- Source document
>>
Monday morning fry up on the bbq Yes I know I forgot the beans!


----------



## T4tomo (19 Apr 2021)

looks very good and all the better for no beans. I hope you had help eating all that lot!


----------



## postman (19 Apr 2021)

jayonabike said:


> Monday morning fry up on the bbq Yes I know I forgot the beans!
> View attachment 584707


Accy will never eat all that,and if he spills grease on his blazer all hell will break out.


----------



## jowwy (19 Apr 2021)

jayonabike said:


> Monday morning fry up on the bbq Yes I know I forgot the beans!
> View attachment 584707


jay.....how do you clean that grill top?.


----------



## jayonabike (25 Apr 2021)

jowwy said:


> jay.....how do you clean that grill top?.


I scrape any excess food off wash with warm water whilst it’s still hot. The next time I use it while it’s heating up I wipe over with olive oil on kitchen paper


----------



## jowwy (1 Oct 2021)

Why not as its friday


----------



## theclaud (1 Oct 2021)

jowwy said:


> Why not as its friday
> 
> View attachment 611656



We've been through this before, but...



theclaud said:


> There's an egg-bean proximity issue here.


----------



## jowwy (1 Oct 2021)

theclaud said:


> We've been through this before, but...


Not for me there isnt…….


----------



## fossyant (1 Oct 2021)

Nothing wrong with eggy bean juice. Also sausage and beans with sausages - he knows how to live.


----------



## theclaud (1 Oct 2021)

fossyant said:


> Nothing wrong with eggy bean juice.


----------



## MontyVeda (1 Oct 2021)

If beans are involved, then the sausage should be used as a natural breakwater between the egg and beans.


----------



## MontyVeda (1 Oct 2021)

no beans on this one... but it looked so good I had to photograph it.


----------



## jowwy (1 Oct 2021)

I have no issue with egg and bean juice mixing…..in fact i double dip my toast/bread into both for added taste…


----------



## CanucksTraveller (1 Oct 2021)

MontyVeda said:


> If beans are involved, then the sausage should be used as a natural breakwater between the egg and beans.


----------



## Dave7 (1 Oct 2021)

MontyVeda said:


> no beans on this one... but it looked so good I had to photograph it.
> 
> 
> View attachment 611691


Those eggs look decidedly snotty


----------



## Dave7 (1 Oct 2021)

jowwy said:


> I have no issue with egg and bean juice mixing…..in fact i double dip my toast/bread into both for added taste…


Can't stand it myself...... egg and beans MUST stay separate.


----------



## MontyVeda (1 Oct 2021)

CanucksTraveller said:


> View attachment 611693


I think cafes should have a 'Partridge Approved' window sticker when they adopt this more than sensible rule. This way, I could safely order breakfast knowing full well that the beans will not be spooned right on top of the egg 

As things currently stand, when in an unfamiliar establishment, I tread with extreme caution and request no beans.


----------



## Bonefish Blues (1 Oct 2021)

Beans are dayglo thugs and have no place on a breakfast plate.
<<
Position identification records
>>
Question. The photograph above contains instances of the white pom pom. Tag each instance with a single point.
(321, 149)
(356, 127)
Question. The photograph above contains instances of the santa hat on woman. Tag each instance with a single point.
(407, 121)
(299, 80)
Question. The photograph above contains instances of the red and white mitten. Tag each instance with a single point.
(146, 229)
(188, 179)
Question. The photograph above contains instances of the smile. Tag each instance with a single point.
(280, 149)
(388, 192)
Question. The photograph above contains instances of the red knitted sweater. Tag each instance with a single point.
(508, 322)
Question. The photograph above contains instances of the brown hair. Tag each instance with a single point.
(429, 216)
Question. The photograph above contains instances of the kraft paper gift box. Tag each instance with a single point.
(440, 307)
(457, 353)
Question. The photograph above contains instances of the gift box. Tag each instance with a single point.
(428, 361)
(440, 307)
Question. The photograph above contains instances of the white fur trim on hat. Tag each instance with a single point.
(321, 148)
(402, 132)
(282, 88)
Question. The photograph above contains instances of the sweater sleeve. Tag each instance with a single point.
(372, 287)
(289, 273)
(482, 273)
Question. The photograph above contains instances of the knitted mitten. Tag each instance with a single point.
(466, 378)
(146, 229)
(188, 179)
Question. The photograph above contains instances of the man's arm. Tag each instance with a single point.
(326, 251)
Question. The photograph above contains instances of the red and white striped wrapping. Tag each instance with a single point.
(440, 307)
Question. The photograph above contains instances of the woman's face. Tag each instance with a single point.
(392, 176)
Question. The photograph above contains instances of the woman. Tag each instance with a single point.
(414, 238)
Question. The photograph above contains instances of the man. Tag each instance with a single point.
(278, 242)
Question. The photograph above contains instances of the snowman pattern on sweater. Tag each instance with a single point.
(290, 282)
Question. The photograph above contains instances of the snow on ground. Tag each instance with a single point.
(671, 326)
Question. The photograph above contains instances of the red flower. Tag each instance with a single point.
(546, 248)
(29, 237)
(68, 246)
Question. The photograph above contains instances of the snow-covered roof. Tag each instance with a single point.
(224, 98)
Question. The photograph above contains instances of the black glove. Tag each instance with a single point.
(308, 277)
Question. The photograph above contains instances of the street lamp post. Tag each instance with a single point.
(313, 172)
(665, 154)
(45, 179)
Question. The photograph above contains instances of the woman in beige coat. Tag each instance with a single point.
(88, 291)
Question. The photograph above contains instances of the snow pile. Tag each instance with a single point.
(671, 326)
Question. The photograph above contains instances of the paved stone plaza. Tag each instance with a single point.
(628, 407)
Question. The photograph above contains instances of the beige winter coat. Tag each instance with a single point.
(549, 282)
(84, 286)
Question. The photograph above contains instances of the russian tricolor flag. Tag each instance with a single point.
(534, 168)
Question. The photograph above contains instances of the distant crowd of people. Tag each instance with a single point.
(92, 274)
<<
- Stated problem
Translate into Spanish the following sentence from the forum thread on cooked breakfasts: "If beans are involved, then the sausage should be used as a natural breakwater between the egg and beans."

- Full solution
Si hay alubias de por medio, la salchicha debería usarse como rompeolas natural entre el huevo y las alubias.